== Page extract
- Born: August 31, 1916 Bridgeport, Connecticut
- Died: August 3, 2008 (aged 91) Trumbull, Connecticut
- Other name: Big Eagle
- Citizenship: American
- Years active: 1959–2008
- Organization: Golden Hill Paugussett Indian Nation
- Predecessor: Ethel Peters
- Successor: Aurelius H. Piper Jr.
- Spouse: Marsha Conte Piper
- Children: 5
- Parents: Aurelius Henry Piper (father); Ethel Peters (mother);

= Aurelius H. Piper Sr. =

Native American activist from Connecticut (1916–2008)

Aurelius H. Piper Sr. (August 31, 1916 - August 3, 2008), also known as Big Eagle, was the chief of the Golden Hill Paugussett Indian Nation, a state-recognized tribe in Connecticut, from 1959 until 2008.

==Early life==
Aurelius H. Piper was born in Bridgeport, Connecticut on August 31, 1916, to Aurelius Henry Piper (1889–1996) and Ethel Lillianoh Sherman Piper Baldwin Peters (ca. 1893–1993). Piper served in the United States military during World War II and took part in the American landings during the North African Campaign.

== Leadership ==
In 1959, Piper became chief of the Golden Hill Paugussett Indian Nation, succeeding his mother, Ethel Peters, in 1959. Piper later took up residence in the Paugussett's quarter-acre reservation in Trumbull, Connecticut.

Piper traveled extensively as a representative of the Golden Hill Paugussett and other Native American groups to campaign for the rights of ethnic minorities and indigenous peoples. He visited Moscow as part of a delegation of Native Americans. Piper also wrote for the De Kiva Journal as an eastern North American foreign correspondent. The De Kiva advocated for Native American rights before the International Human Rights Council in Geneva, Switzerland, and is based in Belgium and the Netherlands.

Piper's son, Kenneth, who is also known as Moonface Bear, was involved in a ten-week standoff between Connecticut State Police and the Colchester, Connecticut, branch of the Golden Hill Paugussett. The standoff stemmed from the illegal sale of untaxed cigarettes on the Colchester portion of the reservation. Kenneth Piper died in 1996.

Piper served on the boards of several Connecticut organizations that advocated for Native American and minority rights. He also served as a "spiritual liaison" for Native Americans in prison. He was named chief of the century by the Florida chapter of the White Buffalo Society "for his work in furthering Native American causes in Connecticut, across the country, and abroad."

"It is a sacred obligation", says the Golden Hill Paugussett Chief, Big Eagle. "Indian people must keep their languages alive. If the language is not spoken, it must be made to live again."
====
== Data under study
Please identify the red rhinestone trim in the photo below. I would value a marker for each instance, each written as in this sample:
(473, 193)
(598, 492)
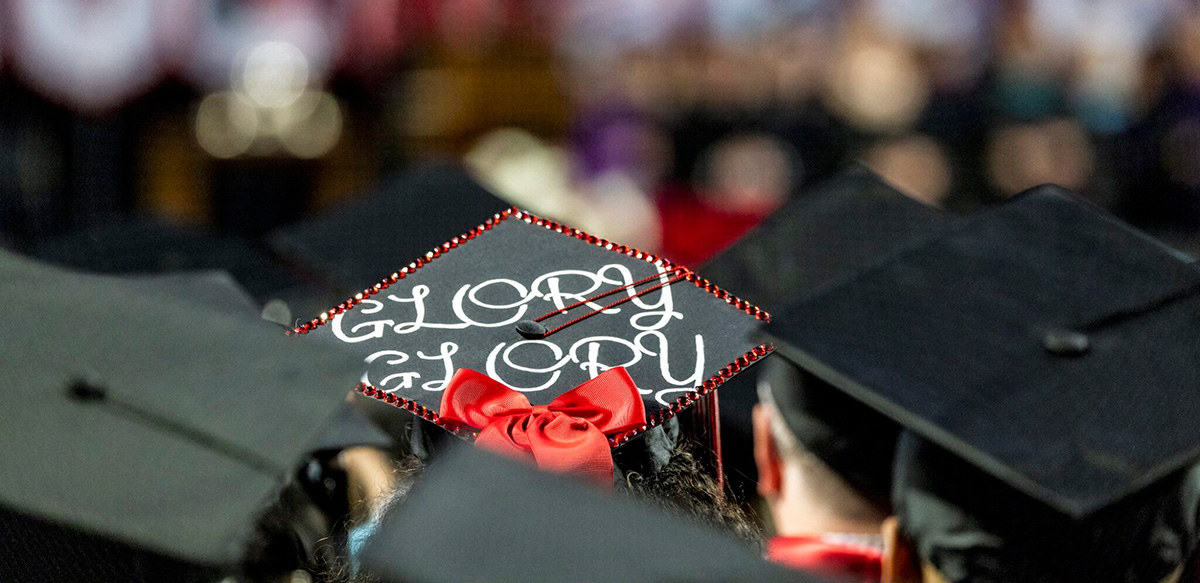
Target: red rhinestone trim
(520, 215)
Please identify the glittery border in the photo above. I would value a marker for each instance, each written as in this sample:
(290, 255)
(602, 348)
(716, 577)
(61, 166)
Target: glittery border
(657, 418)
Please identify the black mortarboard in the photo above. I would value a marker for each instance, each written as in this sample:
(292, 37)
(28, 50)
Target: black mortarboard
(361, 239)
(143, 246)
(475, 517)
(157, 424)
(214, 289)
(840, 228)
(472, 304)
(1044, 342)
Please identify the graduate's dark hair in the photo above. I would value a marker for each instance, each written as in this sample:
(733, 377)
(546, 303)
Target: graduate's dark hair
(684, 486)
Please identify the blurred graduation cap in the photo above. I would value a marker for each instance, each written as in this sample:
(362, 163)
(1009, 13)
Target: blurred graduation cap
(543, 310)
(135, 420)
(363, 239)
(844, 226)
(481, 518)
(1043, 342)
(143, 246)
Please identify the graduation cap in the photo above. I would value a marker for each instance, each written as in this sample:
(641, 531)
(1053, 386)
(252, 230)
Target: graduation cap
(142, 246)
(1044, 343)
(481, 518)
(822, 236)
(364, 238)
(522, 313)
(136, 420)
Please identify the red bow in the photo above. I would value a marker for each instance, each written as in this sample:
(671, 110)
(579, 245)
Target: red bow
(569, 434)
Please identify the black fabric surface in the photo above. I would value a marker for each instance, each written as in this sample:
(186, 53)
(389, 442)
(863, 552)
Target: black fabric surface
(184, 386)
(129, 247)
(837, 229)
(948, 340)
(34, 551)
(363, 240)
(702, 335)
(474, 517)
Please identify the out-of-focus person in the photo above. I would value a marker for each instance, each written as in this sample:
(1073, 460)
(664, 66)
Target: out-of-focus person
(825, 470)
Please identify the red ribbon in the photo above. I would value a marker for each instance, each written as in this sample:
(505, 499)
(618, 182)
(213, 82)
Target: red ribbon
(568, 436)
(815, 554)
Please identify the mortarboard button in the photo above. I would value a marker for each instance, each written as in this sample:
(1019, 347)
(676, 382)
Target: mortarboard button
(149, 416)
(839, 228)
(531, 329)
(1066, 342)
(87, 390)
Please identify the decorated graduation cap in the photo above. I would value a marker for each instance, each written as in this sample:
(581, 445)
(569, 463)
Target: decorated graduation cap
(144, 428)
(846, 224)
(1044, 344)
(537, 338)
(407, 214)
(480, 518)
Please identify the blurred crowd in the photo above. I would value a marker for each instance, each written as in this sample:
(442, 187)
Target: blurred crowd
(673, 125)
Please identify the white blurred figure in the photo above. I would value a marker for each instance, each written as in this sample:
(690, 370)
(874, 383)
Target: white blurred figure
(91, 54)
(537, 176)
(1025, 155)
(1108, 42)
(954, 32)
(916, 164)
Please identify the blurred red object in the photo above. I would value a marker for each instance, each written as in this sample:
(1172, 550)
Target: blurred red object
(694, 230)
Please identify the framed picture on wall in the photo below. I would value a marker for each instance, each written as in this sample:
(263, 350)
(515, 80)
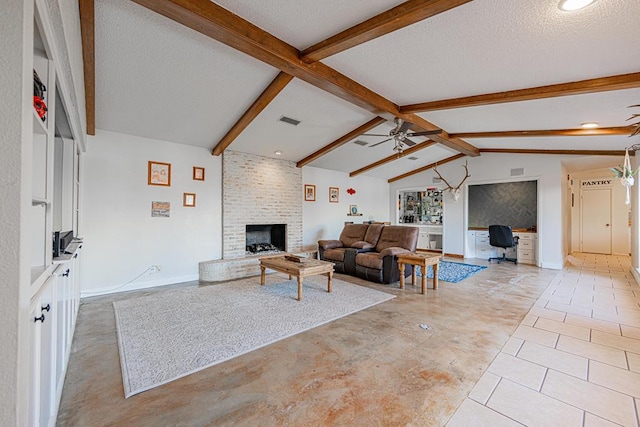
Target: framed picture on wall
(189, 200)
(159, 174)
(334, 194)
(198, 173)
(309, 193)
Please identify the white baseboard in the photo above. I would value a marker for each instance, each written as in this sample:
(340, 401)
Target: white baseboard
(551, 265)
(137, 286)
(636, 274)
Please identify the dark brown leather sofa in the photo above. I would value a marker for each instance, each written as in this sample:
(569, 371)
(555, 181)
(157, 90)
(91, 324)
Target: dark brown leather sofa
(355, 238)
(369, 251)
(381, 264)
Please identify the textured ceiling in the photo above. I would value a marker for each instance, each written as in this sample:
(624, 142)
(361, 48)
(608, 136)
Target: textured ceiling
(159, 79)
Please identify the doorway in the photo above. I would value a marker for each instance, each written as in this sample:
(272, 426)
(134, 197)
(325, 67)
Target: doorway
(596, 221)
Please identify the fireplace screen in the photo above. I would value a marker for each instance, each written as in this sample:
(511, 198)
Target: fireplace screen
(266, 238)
====
#### List of tasks
1. Using the biography of Aurelius H. Piper Sr., say whether each statement agrees with it. Answer yes or no for each, and quote the words that decide it.
(a) Piper took part in American landings during World War II.
(b) The De Kiva is based in Geneva, Switzerland.
(c) The standoff involving Piper's son lasted ten weeks.
2. According to the biography of Aurelius H. Piper Sr., which group named him chief of the century?
3. Write a continuation of the biography of Aurelius H. Piper Sr., starting right after its last sentence.
You won't need the listing for any of this.

#### Results of the exercise
1.
(a) Yes: "took part in the American landings during the North African Campaign."
(b) No: "is based in Belgium and the Netherlands."
(c) Yes: "was involved in a ten-week standoff between Connecticut State Police and the Colchester, Connecticut, branch of the Golden Hill Paugussett."

2. The Florida chapter of the White Buffalo Society.

3.
Piper was the subject of the book Quarter Acre of Heartache which is attributed to Claude Clayton Smith but is primarily written by Piper. The book details the history of the Paugussett Indian Nation and the fight to save what was left of their tribal land: a quarter-acre property in suburban Trumbull, Connecticut.

==Background==
Golden Hill Paugussett Indian Nation is a small, state-recognized tribe of Paugusset people with tiny Connecticut reservations in both Trumbull and Colchester. The tribe has been an officially recognized tribe by the state of Connecticut for approximately 300 years. However, the United States Bureau of Indian Affairs has repeatedly refused the tribe's request for federal recognition. The last refusal came in 2004. The Golden Hill Paugusett had originally claimed more than 700000 acre of land during its fight for federal recognition. The tribe's land claim included an area stretching from Middletown to Wilton and from Greenwich, Connecticut, through lower portions of New York's Westchester County, which set off legal challenges against the tribe's recognition attempts. The Golden Hill Paugussett has dropped these far-reaching land claims, but could revive them if federal recognition is eventually achieved.

==Death and legacy==
Aurelius H. Piper Sr. died of natural causes on August 3, 2008, at the Golden Hill reservation in Trumbull, Connecticut, at the age of 92. He was survived by his wife, Marsha Conte Piper; five children; several stepchildren, grandchildren, and great-grandchildren.

Piper's son, Aurelius H. Piper Jr., who was also known as Chief Quiet Hawk, assumed the role of chief from his father.